[Задание]
Продолжите фрагмент кода на Python с RDKit для подготовки молекул к докингу, начав сразу после проверки результата EmbedMolecule.

==== Текст документа ====

In [1]:
import pandas as pd
from rdkit import Chem
import seaborn as sns
from rdkit.Chem import QED, Draw, Descriptors, rdDepictor, rdMolDescriptors
from rdkit.Chem.FilterCatalog import FilterCatalogParams, FilterCatalog
from tqdm import tqdm
import matplotlib.pyplot as plt
rdDepictor.SetPreferCoordGen(True)
from rdkit.Contrib.SA_Score import sascorer



In [2]:
params = FilterCatalogParams()
params.AddCatalog(FilterCatalogParams.FilterCatalogs.BRENK)
catalog = FilterCatalog(params)

def calculate_brenk_relative(mol):
    num_alerts = len(catalog.GetMatches(mol))
    num_fragments = mol.GetNumAtoms()

    if num_fragments == 0:
        return 0
    return num_alerts / num_fragments

In [3]:
import os
import subprocess
from rdkit import Chem
from rdkit.Chem import AllChem

def smiles_to_pdbqt(smiles: str, output_file: str = "legant.pdbqt"):
    """Конвертирует SMILES в PDBQT через Open Babel."""
    # Создание молекулы из SMILES и добавление водородов
    mol = Chem.MolFromSmiles(smiles)
    mol = Chem.AddHs(mol)
    status = AllChem.EmbedMolecule(mol)
    if status == -1:
        raise RuntimeError("Не удалось сгенерировать 3D-структуру")

==== Сохранённые строки ====

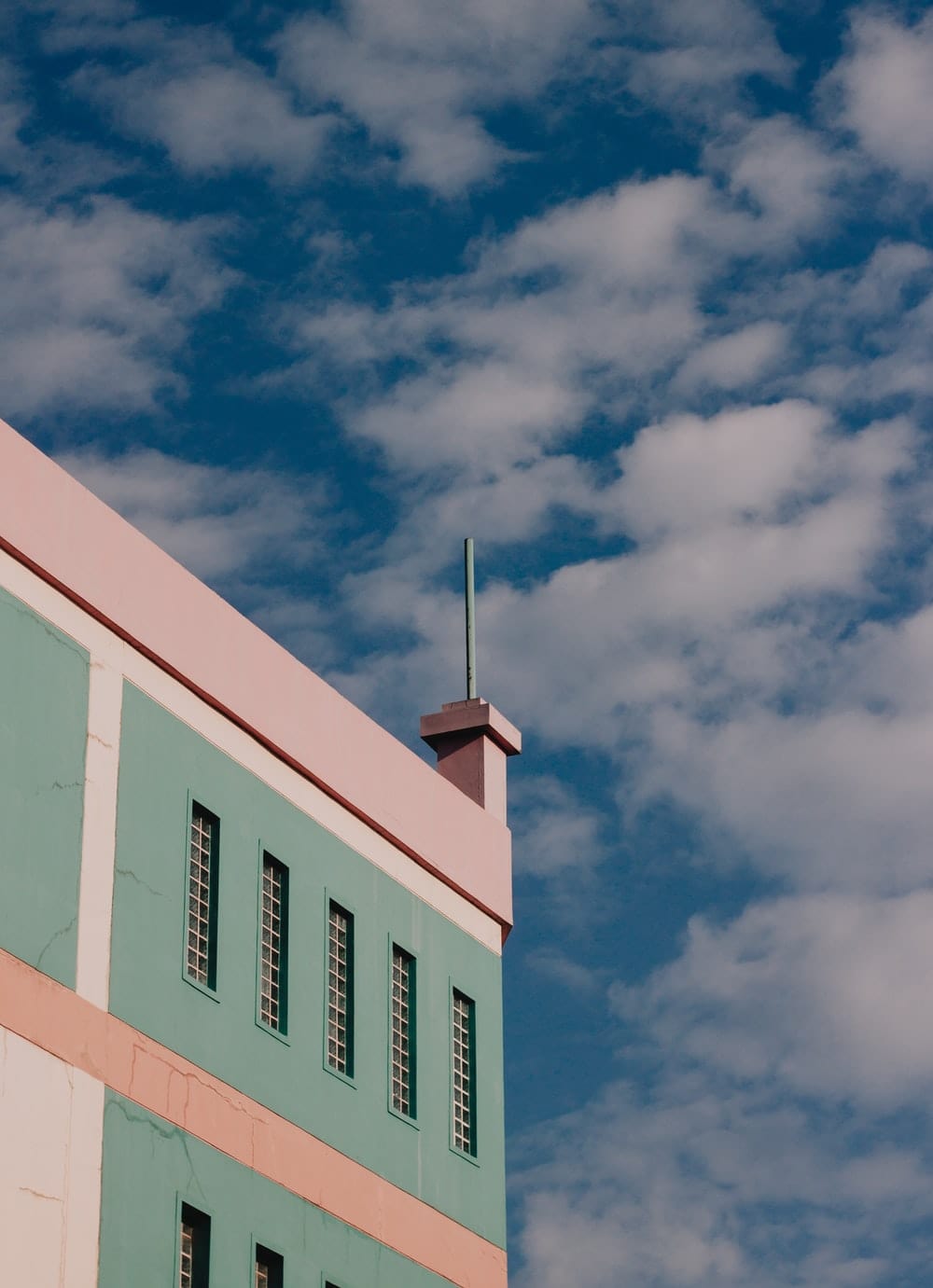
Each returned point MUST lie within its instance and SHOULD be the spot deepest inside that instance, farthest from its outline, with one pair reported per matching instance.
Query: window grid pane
(338, 990)
(272, 943)
(200, 878)
(186, 1278)
(401, 1031)
(464, 1135)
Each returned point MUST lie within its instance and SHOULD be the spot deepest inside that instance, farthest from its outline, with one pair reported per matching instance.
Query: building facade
(250, 946)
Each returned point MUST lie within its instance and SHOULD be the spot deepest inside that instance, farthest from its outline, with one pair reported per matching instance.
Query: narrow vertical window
(341, 990)
(195, 1253)
(202, 881)
(273, 944)
(402, 1032)
(270, 1267)
(463, 1069)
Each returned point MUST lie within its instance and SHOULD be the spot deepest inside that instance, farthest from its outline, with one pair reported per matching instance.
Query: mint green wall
(148, 1166)
(161, 764)
(43, 734)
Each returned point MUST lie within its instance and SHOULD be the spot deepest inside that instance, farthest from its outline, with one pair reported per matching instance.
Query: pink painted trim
(60, 1021)
(110, 570)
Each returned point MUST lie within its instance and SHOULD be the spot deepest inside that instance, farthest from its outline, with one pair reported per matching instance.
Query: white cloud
(695, 60)
(828, 994)
(416, 74)
(212, 118)
(703, 1184)
(737, 359)
(885, 81)
(102, 297)
(790, 173)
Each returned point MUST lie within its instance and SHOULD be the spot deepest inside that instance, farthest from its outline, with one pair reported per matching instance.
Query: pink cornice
(98, 561)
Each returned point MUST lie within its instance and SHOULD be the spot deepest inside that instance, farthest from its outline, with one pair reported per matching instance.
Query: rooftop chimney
(472, 741)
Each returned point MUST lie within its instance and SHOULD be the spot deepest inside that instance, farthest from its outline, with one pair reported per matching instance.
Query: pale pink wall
(51, 1132)
(77, 543)
(95, 1044)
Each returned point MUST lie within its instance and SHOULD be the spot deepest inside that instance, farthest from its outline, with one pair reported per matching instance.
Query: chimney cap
(466, 715)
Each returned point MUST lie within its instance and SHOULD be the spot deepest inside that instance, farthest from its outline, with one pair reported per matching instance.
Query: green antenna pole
(470, 618)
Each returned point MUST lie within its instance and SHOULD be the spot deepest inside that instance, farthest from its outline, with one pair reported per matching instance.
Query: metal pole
(470, 618)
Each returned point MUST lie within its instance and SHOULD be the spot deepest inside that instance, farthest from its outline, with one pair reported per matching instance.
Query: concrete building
(250, 946)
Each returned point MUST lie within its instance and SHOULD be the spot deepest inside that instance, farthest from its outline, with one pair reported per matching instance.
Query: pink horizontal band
(46, 1013)
(100, 561)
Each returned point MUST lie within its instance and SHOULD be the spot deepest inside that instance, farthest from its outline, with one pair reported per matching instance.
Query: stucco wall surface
(91, 553)
(162, 766)
(44, 683)
(50, 1136)
(151, 1167)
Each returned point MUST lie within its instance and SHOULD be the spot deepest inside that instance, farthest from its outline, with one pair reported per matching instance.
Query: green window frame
(270, 1267)
(202, 901)
(463, 1074)
(193, 1248)
(339, 1027)
(272, 947)
(402, 1033)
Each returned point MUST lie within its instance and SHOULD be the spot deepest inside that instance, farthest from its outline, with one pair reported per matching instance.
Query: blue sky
(639, 295)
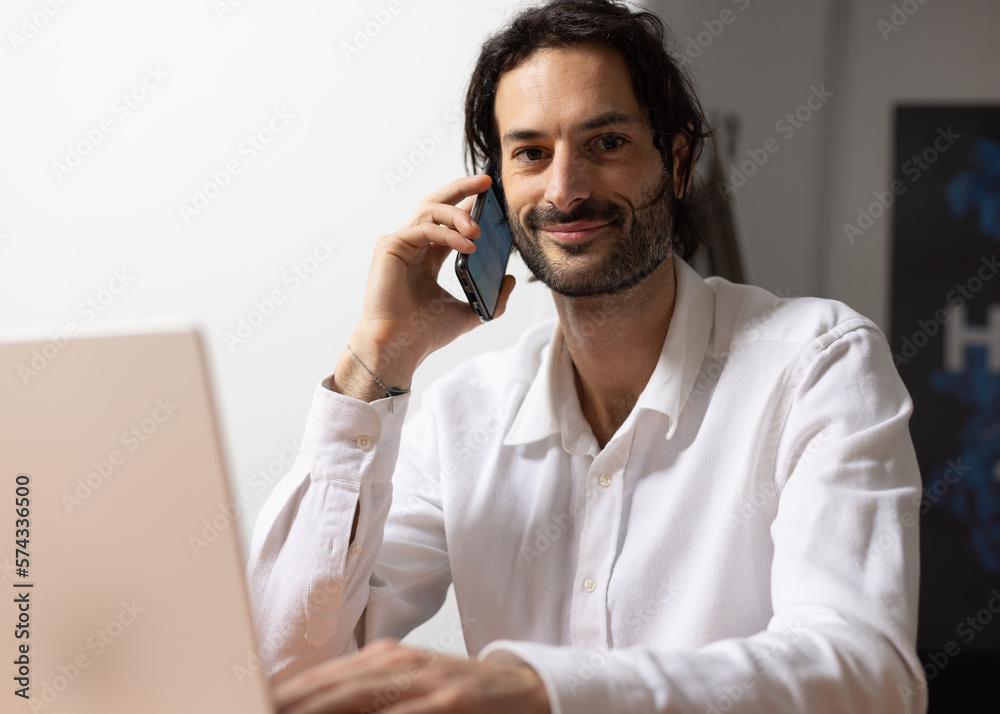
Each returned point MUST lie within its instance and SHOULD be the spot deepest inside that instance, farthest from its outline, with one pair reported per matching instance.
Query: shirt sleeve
(315, 595)
(844, 576)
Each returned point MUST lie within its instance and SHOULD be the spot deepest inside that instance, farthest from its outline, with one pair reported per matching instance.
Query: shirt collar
(551, 404)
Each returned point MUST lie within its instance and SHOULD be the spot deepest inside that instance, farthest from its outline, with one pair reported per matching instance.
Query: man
(681, 496)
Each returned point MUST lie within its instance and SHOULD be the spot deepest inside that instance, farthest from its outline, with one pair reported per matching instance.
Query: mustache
(598, 210)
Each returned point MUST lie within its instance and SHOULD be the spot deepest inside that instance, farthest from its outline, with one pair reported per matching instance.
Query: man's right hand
(407, 315)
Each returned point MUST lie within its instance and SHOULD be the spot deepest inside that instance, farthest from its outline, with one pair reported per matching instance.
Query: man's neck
(615, 343)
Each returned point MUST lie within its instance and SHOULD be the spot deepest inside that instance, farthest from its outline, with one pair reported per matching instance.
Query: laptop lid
(121, 572)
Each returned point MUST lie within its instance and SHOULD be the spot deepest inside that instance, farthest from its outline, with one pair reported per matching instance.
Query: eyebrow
(613, 117)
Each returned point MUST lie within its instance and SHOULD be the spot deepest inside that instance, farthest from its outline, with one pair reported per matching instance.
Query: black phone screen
(488, 265)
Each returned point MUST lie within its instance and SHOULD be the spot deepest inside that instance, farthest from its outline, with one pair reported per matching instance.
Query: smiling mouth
(574, 232)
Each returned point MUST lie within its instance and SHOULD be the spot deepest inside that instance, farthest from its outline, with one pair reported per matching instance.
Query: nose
(567, 183)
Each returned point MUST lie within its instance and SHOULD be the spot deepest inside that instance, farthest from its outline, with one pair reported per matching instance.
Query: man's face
(580, 172)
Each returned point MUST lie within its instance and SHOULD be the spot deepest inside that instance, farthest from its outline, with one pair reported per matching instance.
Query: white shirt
(746, 542)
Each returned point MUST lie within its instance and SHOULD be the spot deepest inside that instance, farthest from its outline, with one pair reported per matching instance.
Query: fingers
(406, 243)
(290, 695)
(446, 215)
(460, 188)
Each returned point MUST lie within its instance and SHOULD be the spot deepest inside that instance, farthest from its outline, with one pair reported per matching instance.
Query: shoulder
(746, 314)
(499, 372)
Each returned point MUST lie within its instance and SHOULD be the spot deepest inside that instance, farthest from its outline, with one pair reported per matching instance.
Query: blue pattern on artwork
(978, 188)
(975, 497)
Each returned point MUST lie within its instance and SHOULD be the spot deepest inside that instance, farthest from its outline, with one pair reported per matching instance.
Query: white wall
(946, 52)
(791, 212)
(760, 60)
(225, 73)
(216, 73)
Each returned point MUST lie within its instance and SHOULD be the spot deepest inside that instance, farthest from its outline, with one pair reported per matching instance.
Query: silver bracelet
(389, 391)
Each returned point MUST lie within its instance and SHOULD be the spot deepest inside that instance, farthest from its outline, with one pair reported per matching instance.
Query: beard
(640, 242)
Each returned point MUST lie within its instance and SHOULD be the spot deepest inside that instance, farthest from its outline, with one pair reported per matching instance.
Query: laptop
(121, 572)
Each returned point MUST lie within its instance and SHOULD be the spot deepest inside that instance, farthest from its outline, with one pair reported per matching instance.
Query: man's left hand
(387, 676)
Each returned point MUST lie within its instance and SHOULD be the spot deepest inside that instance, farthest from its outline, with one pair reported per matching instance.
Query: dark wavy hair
(662, 89)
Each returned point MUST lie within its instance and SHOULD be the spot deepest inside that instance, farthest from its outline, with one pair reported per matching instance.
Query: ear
(682, 173)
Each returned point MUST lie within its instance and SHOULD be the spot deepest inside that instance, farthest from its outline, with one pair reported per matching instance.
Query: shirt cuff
(347, 437)
(579, 681)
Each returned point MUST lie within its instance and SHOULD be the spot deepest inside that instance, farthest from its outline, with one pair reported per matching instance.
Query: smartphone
(482, 272)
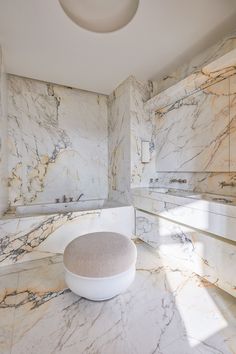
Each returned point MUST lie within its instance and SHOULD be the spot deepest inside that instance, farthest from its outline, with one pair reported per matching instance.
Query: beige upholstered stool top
(100, 254)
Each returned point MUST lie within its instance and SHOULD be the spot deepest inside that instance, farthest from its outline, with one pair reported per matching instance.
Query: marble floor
(166, 311)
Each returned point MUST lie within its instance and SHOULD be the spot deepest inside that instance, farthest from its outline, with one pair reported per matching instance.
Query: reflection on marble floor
(165, 311)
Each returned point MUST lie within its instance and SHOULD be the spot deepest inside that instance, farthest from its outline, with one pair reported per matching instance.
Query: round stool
(100, 265)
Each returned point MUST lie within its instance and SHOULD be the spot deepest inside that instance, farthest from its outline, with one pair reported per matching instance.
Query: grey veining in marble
(55, 131)
(166, 310)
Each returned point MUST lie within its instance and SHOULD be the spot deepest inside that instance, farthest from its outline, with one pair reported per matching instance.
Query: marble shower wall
(3, 140)
(58, 142)
(196, 64)
(119, 142)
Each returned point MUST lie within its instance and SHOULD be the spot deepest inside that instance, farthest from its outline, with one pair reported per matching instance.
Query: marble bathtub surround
(195, 66)
(192, 135)
(211, 216)
(3, 139)
(210, 257)
(198, 233)
(55, 131)
(163, 311)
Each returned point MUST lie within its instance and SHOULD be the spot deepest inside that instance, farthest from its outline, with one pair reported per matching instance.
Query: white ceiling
(41, 42)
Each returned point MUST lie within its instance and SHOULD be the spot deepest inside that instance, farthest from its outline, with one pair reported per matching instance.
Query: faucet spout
(80, 196)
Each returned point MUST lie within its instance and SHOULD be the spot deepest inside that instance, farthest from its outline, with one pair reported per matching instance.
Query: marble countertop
(212, 203)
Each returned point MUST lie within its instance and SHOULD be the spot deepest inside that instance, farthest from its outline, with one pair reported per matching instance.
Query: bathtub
(50, 208)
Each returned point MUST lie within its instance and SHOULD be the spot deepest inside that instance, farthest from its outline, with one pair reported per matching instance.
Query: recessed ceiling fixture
(100, 15)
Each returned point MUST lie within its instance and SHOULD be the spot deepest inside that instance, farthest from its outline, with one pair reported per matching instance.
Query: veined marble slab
(203, 67)
(211, 258)
(203, 215)
(166, 310)
(192, 135)
(27, 238)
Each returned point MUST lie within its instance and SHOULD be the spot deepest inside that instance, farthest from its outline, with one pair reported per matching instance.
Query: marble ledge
(161, 312)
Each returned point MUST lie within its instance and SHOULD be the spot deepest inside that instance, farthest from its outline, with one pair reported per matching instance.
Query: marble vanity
(197, 230)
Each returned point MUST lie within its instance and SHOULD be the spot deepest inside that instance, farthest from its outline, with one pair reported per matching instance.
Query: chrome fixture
(100, 15)
(80, 196)
(175, 180)
(227, 184)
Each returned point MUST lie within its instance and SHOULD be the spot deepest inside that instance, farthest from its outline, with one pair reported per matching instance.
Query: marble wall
(58, 142)
(191, 127)
(195, 65)
(129, 125)
(3, 139)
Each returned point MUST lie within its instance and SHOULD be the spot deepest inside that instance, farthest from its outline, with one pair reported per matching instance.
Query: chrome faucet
(225, 184)
(175, 180)
(81, 195)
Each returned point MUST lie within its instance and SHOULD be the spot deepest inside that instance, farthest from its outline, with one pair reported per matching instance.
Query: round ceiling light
(100, 15)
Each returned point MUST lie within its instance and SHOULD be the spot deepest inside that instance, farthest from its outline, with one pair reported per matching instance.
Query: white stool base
(99, 289)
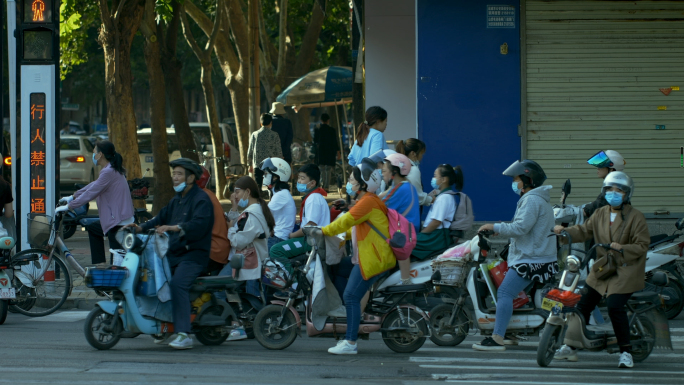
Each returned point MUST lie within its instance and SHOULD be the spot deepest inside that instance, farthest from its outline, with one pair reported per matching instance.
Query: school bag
(403, 237)
(464, 217)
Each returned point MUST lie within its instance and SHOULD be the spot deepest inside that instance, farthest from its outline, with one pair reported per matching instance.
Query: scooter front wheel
(445, 334)
(272, 332)
(548, 344)
(404, 331)
(98, 329)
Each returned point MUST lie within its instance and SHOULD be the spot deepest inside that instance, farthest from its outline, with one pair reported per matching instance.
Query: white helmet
(620, 180)
(370, 174)
(275, 166)
(609, 159)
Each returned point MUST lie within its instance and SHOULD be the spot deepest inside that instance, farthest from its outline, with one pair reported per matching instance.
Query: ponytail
(114, 158)
(373, 115)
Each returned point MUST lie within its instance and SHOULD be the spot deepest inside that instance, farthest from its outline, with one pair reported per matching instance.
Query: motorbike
(475, 305)
(404, 327)
(662, 254)
(212, 319)
(647, 321)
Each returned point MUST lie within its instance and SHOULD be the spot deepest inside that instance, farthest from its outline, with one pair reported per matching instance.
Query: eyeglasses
(600, 160)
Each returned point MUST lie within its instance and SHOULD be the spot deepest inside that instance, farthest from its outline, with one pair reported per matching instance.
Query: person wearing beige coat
(624, 228)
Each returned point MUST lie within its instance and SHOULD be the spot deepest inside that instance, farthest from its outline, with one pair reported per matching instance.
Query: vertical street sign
(33, 36)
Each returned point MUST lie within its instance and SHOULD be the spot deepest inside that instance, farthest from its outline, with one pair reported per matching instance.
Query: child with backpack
(403, 198)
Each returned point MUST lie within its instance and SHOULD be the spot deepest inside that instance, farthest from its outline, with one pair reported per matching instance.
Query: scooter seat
(406, 288)
(647, 296)
(204, 283)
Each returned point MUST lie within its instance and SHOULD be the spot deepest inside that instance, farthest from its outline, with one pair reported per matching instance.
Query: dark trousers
(258, 176)
(96, 236)
(183, 276)
(617, 311)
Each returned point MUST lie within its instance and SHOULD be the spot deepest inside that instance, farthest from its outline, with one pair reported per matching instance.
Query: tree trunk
(163, 185)
(216, 137)
(116, 37)
(174, 87)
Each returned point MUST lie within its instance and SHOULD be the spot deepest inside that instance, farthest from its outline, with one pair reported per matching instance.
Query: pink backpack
(403, 235)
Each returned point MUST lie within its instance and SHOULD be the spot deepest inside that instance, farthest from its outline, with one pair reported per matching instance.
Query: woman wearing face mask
(625, 229)
(276, 174)
(414, 149)
(249, 230)
(113, 197)
(532, 253)
(372, 255)
(370, 136)
(435, 233)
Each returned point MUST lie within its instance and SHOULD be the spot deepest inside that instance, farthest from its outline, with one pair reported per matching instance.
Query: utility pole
(254, 83)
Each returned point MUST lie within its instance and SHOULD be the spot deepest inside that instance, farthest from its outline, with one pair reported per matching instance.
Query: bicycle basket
(105, 278)
(40, 227)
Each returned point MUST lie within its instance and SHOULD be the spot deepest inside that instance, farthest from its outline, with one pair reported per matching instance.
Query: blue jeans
(353, 294)
(512, 285)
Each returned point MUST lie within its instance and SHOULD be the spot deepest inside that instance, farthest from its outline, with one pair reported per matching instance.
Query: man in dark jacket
(328, 149)
(188, 219)
(283, 127)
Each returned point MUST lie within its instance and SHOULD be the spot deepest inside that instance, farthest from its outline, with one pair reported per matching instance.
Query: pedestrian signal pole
(35, 152)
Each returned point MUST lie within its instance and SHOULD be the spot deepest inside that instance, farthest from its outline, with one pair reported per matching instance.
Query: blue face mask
(301, 187)
(614, 198)
(516, 189)
(351, 192)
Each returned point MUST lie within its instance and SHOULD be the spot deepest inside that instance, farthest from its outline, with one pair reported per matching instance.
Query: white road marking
(65, 316)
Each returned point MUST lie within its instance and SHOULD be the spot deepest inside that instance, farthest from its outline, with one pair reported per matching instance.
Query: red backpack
(403, 235)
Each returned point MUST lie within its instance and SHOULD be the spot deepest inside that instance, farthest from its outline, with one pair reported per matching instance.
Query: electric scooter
(566, 320)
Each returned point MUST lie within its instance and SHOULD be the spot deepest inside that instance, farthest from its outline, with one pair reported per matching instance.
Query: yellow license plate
(549, 304)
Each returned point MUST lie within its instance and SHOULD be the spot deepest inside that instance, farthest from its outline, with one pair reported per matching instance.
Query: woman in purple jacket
(113, 197)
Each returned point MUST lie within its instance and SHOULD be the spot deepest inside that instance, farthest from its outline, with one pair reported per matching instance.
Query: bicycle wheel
(44, 294)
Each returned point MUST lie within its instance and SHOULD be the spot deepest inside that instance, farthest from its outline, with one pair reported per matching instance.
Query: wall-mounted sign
(37, 156)
(500, 16)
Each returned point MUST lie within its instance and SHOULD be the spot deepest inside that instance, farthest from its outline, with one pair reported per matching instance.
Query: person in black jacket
(188, 219)
(328, 149)
(605, 162)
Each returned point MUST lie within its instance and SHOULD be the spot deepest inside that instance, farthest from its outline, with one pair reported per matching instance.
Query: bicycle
(44, 283)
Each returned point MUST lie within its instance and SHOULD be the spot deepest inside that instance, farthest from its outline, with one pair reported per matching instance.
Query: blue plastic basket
(110, 277)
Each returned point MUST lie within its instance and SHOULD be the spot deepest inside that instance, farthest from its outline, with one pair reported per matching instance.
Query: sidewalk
(85, 298)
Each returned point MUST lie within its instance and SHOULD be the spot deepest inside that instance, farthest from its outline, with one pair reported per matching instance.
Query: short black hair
(312, 171)
(266, 119)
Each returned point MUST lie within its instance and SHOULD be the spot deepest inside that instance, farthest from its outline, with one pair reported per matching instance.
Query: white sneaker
(165, 338)
(566, 353)
(626, 360)
(182, 342)
(343, 347)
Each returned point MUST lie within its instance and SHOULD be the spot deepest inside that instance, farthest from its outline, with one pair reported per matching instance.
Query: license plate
(7, 293)
(548, 304)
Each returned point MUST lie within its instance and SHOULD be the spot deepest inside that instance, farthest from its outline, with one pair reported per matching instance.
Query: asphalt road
(53, 350)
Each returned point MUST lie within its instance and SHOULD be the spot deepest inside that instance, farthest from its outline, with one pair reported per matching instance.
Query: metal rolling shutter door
(594, 74)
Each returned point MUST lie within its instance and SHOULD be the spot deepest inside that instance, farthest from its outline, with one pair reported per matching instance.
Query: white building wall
(390, 60)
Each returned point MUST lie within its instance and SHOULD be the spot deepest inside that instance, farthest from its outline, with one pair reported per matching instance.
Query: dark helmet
(189, 165)
(204, 179)
(530, 172)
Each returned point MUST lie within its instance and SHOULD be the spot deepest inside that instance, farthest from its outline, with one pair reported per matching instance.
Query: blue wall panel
(469, 99)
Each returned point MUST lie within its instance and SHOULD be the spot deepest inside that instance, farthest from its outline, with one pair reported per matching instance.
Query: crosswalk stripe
(556, 369)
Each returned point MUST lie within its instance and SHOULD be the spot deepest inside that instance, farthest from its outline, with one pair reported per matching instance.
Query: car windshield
(69, 144)
(145, 143)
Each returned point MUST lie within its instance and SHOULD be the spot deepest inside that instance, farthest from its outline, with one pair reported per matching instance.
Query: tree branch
(282, 39)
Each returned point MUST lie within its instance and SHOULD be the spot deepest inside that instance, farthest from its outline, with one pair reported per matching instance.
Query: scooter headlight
(572, 263)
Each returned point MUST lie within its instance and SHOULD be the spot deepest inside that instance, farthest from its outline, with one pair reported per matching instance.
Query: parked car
(76, 161)
(145, 150)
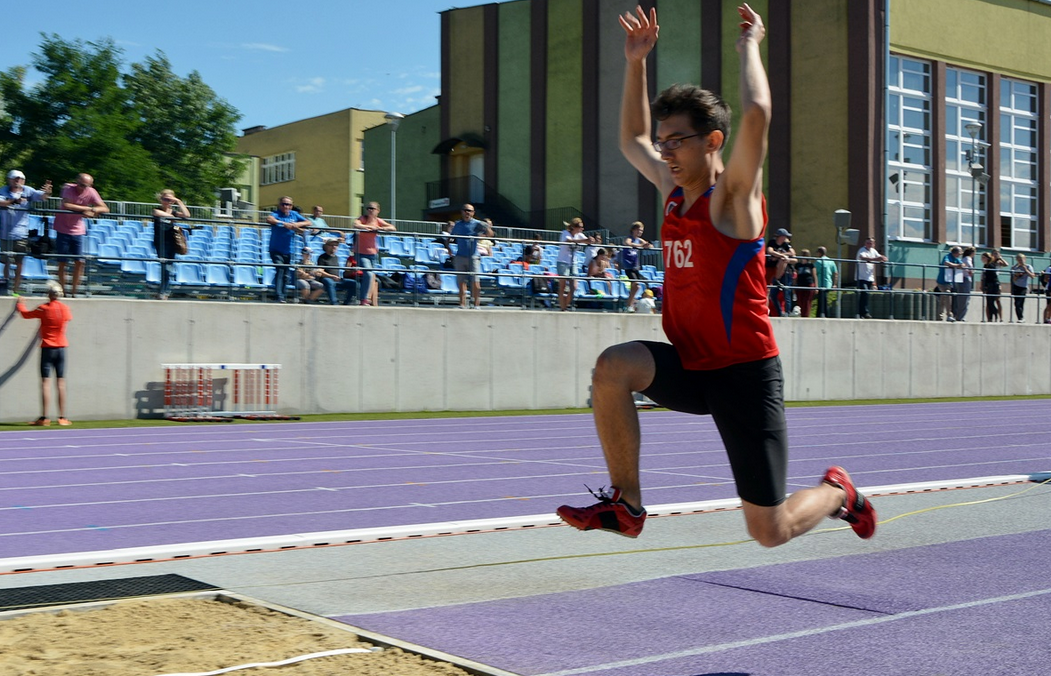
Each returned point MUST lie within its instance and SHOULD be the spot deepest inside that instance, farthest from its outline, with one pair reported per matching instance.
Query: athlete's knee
(766, 526)
(627, 364)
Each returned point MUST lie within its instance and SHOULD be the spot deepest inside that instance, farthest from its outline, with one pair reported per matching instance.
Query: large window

====

[Ответ на задание]
    # Сохранение во временный файл .mol
    temp_mol = "temp.mol"
    Chem.MolToMolFile(mol, temp_mol)
    if not os.path.exists(temp_mol):
        raise FileNotFoundError("Временный файл не создан")
    
    # Конвертация в PDBQT через Open Babel
    cmd = f"obabel {temp_mol} -O legant.pdbqt"
    result = subprocess.run(
        cmd, 
        shell=True, 
        capture_output=True, 
        text=True
    )

    if result.returncode != 0:
        error_msg = f"Ошибка Open Babel:\n{result.stderr}"
        if "Invalid output format" in result.stderr:
            error_msg += "\nУбедитесь, что Open Babel установлен и добавлен в PATH"
        raise RuntimeError(error_msg)

    if not os.path.exists(output_file):
            raise FileNotFoundError(f"Файл {output_file} не создан")
    
    #os.remove(temp_mol)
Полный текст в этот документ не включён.